▸ **Short task A**:
Reproduce, word for word, the stretch of the election observation account from "On Saturday, 6th" through "INEC office is.".
▸ **Short task B**:
Carry on writing the election observation account, picking up after its final sentence.

We observed till around 6:35 pm due to the seasonal change it was getting dark. We were prepared for the task ahead based on the information we got from the motorcyclists. They advised that some towns are insecure.

On Saturday, 6th November, we were up by 6:00 am waiting for our motorcyclists to convey us down to our different wards. We were out at exactly 6:35 am to check if the ad-hoc staff and corp members have been conveyed to their polling units or they were left stranded at the INEC office. 

My colleague and I departed from a restaurant after we ate breakfast. I manned the Ajalli ward 1 area of the local government– where the INEC office is. 

I visited some polling units to observe if there’s adequate manpower to man each polling unit. Also, to check if the card readers and other materials were available for the electorates to cast their votes.

▸ **Provided material**:
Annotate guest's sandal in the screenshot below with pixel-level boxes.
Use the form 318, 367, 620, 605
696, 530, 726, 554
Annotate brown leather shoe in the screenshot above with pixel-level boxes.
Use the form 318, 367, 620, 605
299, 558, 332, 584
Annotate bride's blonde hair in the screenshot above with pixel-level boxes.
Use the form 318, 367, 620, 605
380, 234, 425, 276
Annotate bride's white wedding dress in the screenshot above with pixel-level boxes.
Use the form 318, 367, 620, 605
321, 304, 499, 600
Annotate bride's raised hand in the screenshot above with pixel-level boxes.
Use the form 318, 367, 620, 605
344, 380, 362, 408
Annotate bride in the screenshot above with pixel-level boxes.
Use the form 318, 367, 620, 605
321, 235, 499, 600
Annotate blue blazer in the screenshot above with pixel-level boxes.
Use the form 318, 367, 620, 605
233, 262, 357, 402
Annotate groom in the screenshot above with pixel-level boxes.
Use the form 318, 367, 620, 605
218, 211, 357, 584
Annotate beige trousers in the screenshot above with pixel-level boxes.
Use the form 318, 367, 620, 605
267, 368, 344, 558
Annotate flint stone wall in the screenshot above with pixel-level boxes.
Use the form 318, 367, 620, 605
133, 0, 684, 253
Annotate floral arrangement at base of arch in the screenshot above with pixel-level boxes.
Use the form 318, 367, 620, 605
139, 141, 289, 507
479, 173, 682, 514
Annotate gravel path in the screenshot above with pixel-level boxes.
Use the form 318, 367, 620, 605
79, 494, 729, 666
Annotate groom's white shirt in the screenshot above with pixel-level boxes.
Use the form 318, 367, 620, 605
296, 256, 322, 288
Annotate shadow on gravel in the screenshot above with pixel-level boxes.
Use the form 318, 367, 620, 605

▸ **Exercise answer A**:
On Saturday, 6th November, we were up by 6:00 am waiting for our motorcyclists to convey us down to our different wards. We were out at exactly 6:35 am to check if the ad-hoc staff and corp members have been conveyed to their polling units or they were left stranded at the INEC office. 

My colleague and I departed from a restaurant after we ate breakfast. I manned the Ajalli ward 1 area of the local government– where the INEC office is.

▸ **Exercise answer B**:
At 8:59 am, I visited Polling Unit (PU 015) to observe the activity there. This polling centre is one of the newly created polling units under Ajalli 1 ward. There was only a corp member handling the whole process. 

At 9:20 am, I was at PU 006, National unity school. Here, most of the electorate had temporary voters card with them. The Presiding Officer (PO), announced them as ineligible voters. The party agents told the P.O to allow people with temporary cards to cast their votes, but he declined.

Also, I was at PU 008, there were fully armed security personnel at the polling unit. Though two polling units are at the centre, primary schools 1&2.  These polling units were close to the INEC office which could have made security personnel focus on the centre. 

At 11:10am, I was at PU 013, a polling centre at Ezibe Ifionu. Here, there were lots of irregularities. The party agents and canvassers were busy dashing out money to the electorate especially the elderly after casting their votes. 

Although, the voter turnout was low, still, there were lots of irregularities. For a better Nigeria, citizens should be allowed to cast their votes freely without being intimidated.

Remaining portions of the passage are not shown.